## Task instructions
Return every one of the records below word for word, changing nothing and adding nothing.

## Task inputs
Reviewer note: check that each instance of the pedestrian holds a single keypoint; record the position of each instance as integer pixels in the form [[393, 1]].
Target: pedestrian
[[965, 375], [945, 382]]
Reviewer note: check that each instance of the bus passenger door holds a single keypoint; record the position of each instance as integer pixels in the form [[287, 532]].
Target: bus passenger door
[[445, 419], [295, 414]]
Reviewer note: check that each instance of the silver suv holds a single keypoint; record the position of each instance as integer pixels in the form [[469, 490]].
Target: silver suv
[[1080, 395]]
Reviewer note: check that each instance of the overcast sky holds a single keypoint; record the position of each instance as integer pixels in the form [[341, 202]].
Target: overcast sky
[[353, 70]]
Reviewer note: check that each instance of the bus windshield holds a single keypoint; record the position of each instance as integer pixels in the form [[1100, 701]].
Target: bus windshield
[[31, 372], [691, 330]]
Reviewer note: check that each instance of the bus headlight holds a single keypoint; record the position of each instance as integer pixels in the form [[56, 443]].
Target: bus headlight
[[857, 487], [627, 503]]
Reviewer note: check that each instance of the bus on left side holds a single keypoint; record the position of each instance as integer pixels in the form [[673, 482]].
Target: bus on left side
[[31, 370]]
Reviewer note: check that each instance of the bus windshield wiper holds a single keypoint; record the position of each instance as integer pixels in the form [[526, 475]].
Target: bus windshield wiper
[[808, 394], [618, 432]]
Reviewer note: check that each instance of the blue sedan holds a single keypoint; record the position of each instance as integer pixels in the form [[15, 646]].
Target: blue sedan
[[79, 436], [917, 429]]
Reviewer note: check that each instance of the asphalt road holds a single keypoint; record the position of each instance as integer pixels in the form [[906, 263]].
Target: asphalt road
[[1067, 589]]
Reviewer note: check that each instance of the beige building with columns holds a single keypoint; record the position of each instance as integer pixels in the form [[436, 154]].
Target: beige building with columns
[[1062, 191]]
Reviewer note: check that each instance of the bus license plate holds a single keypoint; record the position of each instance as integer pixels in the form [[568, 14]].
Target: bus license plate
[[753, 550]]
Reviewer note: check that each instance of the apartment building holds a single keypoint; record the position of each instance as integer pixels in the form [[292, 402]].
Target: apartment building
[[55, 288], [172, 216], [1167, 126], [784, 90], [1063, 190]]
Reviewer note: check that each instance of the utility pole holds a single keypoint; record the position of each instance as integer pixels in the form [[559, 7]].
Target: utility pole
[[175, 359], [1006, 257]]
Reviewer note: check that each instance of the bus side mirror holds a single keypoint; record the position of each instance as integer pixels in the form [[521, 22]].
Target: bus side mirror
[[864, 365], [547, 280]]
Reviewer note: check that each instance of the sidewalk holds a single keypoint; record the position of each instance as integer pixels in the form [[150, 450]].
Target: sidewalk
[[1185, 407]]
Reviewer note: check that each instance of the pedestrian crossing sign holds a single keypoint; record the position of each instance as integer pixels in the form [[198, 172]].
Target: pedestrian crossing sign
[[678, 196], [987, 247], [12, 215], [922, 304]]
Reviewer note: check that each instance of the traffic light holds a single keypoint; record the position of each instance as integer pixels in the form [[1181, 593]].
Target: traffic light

## Result for this exercise
Reviewer note: check that each instance of the pedestrian holds a single keypoint; record the position of each instance as integer pixels in the form [[393, 1]].
Target: pedestrian
[[965, 375], [945, 382]]
Reviewer note: check that each instance of the bus passenger door holds a single keypoint; record the position of each instance as integer pixels in the form [[287, 532]].
Target: bus passenger door
[[445, 419], [295, 414]]
Reviewer note: check that each instance of the silver suv holds a single keypoint; record the position of each instance as integer pixels in the form [[469, 490]].
Target: silver suv
[[1080, 395]]
Reviewer note: check that each instance of the overcast sky holds a single keypoint; record the position of each instance as integer pixels in the form [[341, 202]].
Target: overcast sky
[[353, 70]]
Reviewer note: check that each instance of the bus windshield holds a single keypoint; record the position of each instance as integer pixels in the form [[1100, 701]].
Target: bus windshield
[[31, 372], [691, 330]]
Reviewer note: check that each instance of the bus headlight holds a single keypoint; record the position of each instance as integer pixels in the form [[56, 443]].
Target: bus headlight
[[857, 487], [627, 503]]
Reviewer note: check that each instance of the bus on left side holds a single keypoint; record the position of each instance as integer pixels in the form [[673, 482]].
Target: bus on left side
[[31, 370]]
Reviewer note: check that each instance of the bus windshield wiper holds a single keypoint; record the position of each instance as integer pixels in the form [[526, 475]].
Target: bus windshield wiper
[[808, 394], [618, 432]]
Reviewer note: check that each instance of the blue sedan holds a single keypoint; record the position of each instance as integer pixels in the form [[15, 646]].
Target: blue sedan
[[79, 436], [917, 429]]
Reviewer note: check that each instance of the asphalt road holds a single keypoint; record the position of each instance as integer pixels in the form [[906, 263]].
Target: asphalt road
[[1067, 589]]
Reviewer note: check that each instance of the beige building with columns holds a single keypoint; record the position of each instance as integer pixels in the form [[436, 154]].
Target: beige building with columns
[[1062, 191]]
Reviewer note: check that each instance of the bus license plate holds a single keypoint; record the position of each instance as integer pixels in the form [[568, 14]].
Target: bus license plate
[[753, 550]]
Reviewer note: check that each instance of the apartment building holds a single keypoint; record the position of each instance as integer pixels in the form [[292, 402]].
Target: apartment building
[[55, 288], [172, 216], [1167, 126], [784, 90], [1063, 190]]
Reviewer note: check that each instance of the utility pole holds a single keypoint; record the position of each instance as integer pixels in the form [[559, 7]].
Target: utility pole
[[175, 359], [1006, 257]]
Reviewer note: check that each instance of the bus side mirror holds a single keypoint; record the position of each instance as integer pixels in the form [[521, 22]].
Target: bus side mirror
[[864, 365], [547, 280]]
Reviewer note: check that each instance of the sidewalk holds a single keypoint; record the position of each instance as integer pixels in the form [[150, 450]].
Target: sidewalk
[[1185, 407]]
Reviewer note: check that each instance of the pedestrian crossing sign holds a single keypoint; record the position of each instance as integer pixels in the form [[198, 172]].
Target: pedestrian crossing sign
[[678, 196], [987, 247], [12, 215], [922, 304]]
Reviewer note: check that each instance of the traffic light holds a single keypoint; record the position of each instance as integer pixels in the form [[1181, 593]].
Target: traffic light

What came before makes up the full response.